This might sound like I am splitting hairs, but my point was to examine
situations where you can get authentication but not secrecy. With a PGP web
of trust, secrecy isn't a requirement, but it's easy enough to set up an SA
once you already assume authentication, so PGP doesn't actually facilitate
key exchange in a public environment any more than a preshared secret with a
trusted intermediary would.

The other point is that when you exchange a public key through a trusted
intermediary, you are trusting them not to substitute a different public key
so they can impersonate you. If you exchange a shared secret through a
trusted intermediary, you are again trusting them not to remember the key so
they can impersonate you. Maybe you could argue that in some practical
situations the risks are smaller in the PK case, but the situations are
still basically analagous. In cases where the web of trust extends more than
1 or 2 intermediaries, I would argue that the peer is not "meaningfully"
authenticated.

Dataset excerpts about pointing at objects
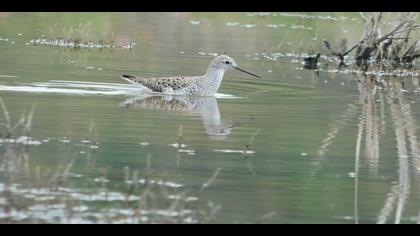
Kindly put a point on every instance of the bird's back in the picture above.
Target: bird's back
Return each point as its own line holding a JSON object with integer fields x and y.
{"x": 162, "y": 84}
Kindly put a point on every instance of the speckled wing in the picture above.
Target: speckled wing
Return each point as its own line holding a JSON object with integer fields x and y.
{"x": 159, "y": 84}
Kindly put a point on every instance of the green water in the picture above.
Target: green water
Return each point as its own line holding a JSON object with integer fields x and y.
{"x": 328, "y": 150}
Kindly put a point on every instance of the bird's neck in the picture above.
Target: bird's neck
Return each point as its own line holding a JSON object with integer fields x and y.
{"x": 212, "y": 81}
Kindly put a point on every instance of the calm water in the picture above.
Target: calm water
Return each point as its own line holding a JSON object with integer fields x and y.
{"x": 324, "y": 149}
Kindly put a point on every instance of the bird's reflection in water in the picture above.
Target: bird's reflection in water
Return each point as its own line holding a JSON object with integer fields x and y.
{"x": 206, "y": 107}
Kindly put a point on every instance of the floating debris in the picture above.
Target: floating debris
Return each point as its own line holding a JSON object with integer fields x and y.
{"x": 77, "y": 45}
{"x": 248, "y": 26}
{"x": 311, "y": 62}
{"x": 301, "y": 27}
{"x": 275, "y": 25}
{"x": 22, "y": 140}
{"x": 260, "y": 14}
{"x": 178, "y": 145}
{"x": 195, "y": 22}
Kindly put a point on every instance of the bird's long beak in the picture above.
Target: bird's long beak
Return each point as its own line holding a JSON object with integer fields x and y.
{"x": 237, "y": 68}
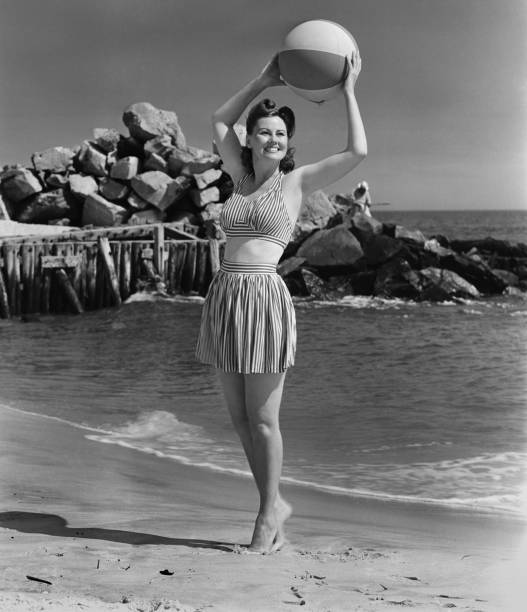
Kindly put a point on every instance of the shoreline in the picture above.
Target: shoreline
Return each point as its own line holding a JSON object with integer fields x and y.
{"x": 101, "y": 521}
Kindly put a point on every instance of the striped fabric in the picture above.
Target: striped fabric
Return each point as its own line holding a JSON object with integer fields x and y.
{"x": 263, "y": 217}
{"x": 248, "y": 321}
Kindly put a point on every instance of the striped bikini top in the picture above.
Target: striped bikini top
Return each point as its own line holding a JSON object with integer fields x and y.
{"x": 264, "y": 216}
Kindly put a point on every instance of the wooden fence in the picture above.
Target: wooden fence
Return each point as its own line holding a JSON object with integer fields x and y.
{"x": 100, "y": 268}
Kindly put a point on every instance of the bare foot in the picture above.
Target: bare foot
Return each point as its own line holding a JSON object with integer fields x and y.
{"x": 283, "y": 511}
{"x": 264, "y": 535}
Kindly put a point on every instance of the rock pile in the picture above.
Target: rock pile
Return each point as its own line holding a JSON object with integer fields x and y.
{"x": 334, "y": 254}
{"x": 150, "y": 176}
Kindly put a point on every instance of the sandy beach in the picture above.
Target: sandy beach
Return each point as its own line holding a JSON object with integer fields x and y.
{"x": 91, "y": 526}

** PROBLEMS AND TASKS **
1. Repeat the passage on key exchange and trust from "This might sound" up to and including "trusted intermediary would.".
2. Please continue the passage on key exchange and trust from the point where it ends.
The data has no role in the work asked of you here.

** RESULTS OF THE TASKS **
1.
This might sound like I am splitting hairs, but my point was to examine
situations where you can get authentication but not secrecy. With a PGP web
of trust, secrecy isn't a requirement, but it's easy enough to set up an SA
once you already assume authentication, so PGP doesn't actually facilitate
key exchange in a public environment any more than a preshared secret with a
trusted intermediary would.

2.
Andrew
-------------------------------------------
There are no rules, only regulations. Luckily,
history has shown that with time, hard work,
and lots of love, anyone can be a technocrat.



> -----Original Message-----
> From: owner-ipsec@lists.tislabs.com
> [mailto:owner-ipsec@lists.tislabs.com]On Behalf Of Paul Koning
> Sent: Wednesday, November 28, 2001 9:28 AM
> To: andrew.krywaniuk@alcatel.com
> Cc: ipsec@lists.tislabs.com
> Subject: RE: SOI: identity protection and DOS
>
>
> >>>>> "Andrew" == Andrew Krywaniuk
> <andrew.krywaniuk@alcatel.com> writes:
>  >> ...
>  >> Not true. You only need a authenticated transport for the public
>  >> key hashes: you don't have to keep them private.
>
>  Andrew> I thought about this, but the distinction is mostly moot
>  Andrew> because there aren't that many circumstances where you can
>  Andrew> get authentication without secrecy. Maybe if you phoned the
>  Andrew> person and you thought the phone might be tapped but you
>  Andrew> could recognize their voice... Other popular key distribution
>  Andrew> techniques, such as e-mail, finger, websites, voice-mail from
>  Andrew> an administrator are unlikely to have that property where
>  Andrew> they are (meaningfully) authenticated but not secret.
>
> You left out a well established public key distribution scheme that
> fits the description: the PGP Web of Trust.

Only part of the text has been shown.